• [Problems and tasks]
[1] Answer these questions from the post about the UpdateProcessor and DIH:
(a) Which tool does the poster use for a full index rebuild?
(b) What svn revision of Solr 4.5-SNAPSHOT is given?
(c) To which mailing list was the post sent?
[2] For each statement, say yes or no based on the post about the UpdateProcessor and DIH, and quote the words that decide it.
(a) The updateProcessor works when indexing with SolrJ.
(b) The problem appears only in Solr 4.4.
(c) The post was made in 2013.

-- Text shown start --

You are viewing a plain text version of this content. The canonical link for it is here.
Posted to solr-user@lucene.apache.org by Shawn Heisey <so...@elyograg.org> on 2013/08/22 17:35:55 UTC
UpdateProcessor not working with DIH, but works with SolrJ
I have an updateProcessor defined. It seems to work perfectly when I
index with SolrJ, but when I use DIH (which I do for a full index
rebuild), it doesn't work. This is the case with both Solr 4.4 and Solr
4.5-SNAPSHOT, svn revision 1516342.

-- Text shown end --
-- Stored rows start --

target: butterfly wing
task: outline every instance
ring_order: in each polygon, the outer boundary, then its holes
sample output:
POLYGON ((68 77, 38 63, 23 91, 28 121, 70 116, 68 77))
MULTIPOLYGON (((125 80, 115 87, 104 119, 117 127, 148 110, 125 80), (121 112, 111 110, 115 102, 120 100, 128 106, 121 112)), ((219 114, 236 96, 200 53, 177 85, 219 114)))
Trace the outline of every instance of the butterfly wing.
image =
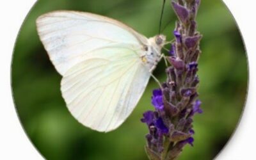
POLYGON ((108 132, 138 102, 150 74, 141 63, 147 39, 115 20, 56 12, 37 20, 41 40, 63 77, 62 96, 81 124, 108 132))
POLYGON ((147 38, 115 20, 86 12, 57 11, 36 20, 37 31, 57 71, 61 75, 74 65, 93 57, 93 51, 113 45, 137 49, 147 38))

-- Stored rows end --
-- Stored rows start --

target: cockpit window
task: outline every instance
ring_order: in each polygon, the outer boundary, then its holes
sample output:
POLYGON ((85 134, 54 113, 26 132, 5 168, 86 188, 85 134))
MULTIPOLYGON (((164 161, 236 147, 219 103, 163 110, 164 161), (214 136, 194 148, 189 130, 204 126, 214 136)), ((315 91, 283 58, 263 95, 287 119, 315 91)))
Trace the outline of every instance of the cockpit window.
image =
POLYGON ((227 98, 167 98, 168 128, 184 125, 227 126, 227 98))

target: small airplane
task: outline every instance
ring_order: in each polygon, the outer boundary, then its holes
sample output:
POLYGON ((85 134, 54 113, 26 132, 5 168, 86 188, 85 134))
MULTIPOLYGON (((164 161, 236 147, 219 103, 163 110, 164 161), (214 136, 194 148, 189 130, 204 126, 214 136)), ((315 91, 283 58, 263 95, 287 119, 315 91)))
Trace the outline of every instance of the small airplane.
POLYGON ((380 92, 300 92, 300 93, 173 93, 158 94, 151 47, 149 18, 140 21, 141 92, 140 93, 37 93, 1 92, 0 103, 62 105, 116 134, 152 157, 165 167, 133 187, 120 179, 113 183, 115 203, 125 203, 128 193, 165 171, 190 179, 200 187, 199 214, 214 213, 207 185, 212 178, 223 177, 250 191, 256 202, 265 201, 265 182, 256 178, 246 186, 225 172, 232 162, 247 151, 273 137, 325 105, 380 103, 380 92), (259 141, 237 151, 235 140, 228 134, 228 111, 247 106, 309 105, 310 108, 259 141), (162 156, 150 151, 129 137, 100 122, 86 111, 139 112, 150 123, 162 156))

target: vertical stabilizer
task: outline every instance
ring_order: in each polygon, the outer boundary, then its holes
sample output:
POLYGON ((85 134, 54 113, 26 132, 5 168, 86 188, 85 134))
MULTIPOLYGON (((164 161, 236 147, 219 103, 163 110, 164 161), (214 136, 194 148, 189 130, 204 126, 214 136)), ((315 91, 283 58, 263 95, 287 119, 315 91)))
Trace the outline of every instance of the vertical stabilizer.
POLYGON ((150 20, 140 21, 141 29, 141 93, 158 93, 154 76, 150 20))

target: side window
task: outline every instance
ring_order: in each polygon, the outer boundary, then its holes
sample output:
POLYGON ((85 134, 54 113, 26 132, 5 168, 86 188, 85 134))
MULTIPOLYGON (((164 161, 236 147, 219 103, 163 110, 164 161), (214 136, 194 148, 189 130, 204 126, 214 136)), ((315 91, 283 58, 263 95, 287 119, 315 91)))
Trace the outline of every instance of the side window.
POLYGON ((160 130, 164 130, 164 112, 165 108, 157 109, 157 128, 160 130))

-- Stored rows end --

• [Task-by-task solutions]
[1]
(a) DIH
(b) 1516342
(c) solr-user@lucene.apache.org

[2]
(a) Yes: "It seems to work perfectly when I index with SolrJ"
(b) No: "This is the case with both Solr 4.4 and Solr 4.5-SNAPSHOT"
(c) Yes: "on 2013/08/22 17:35:55 UTC"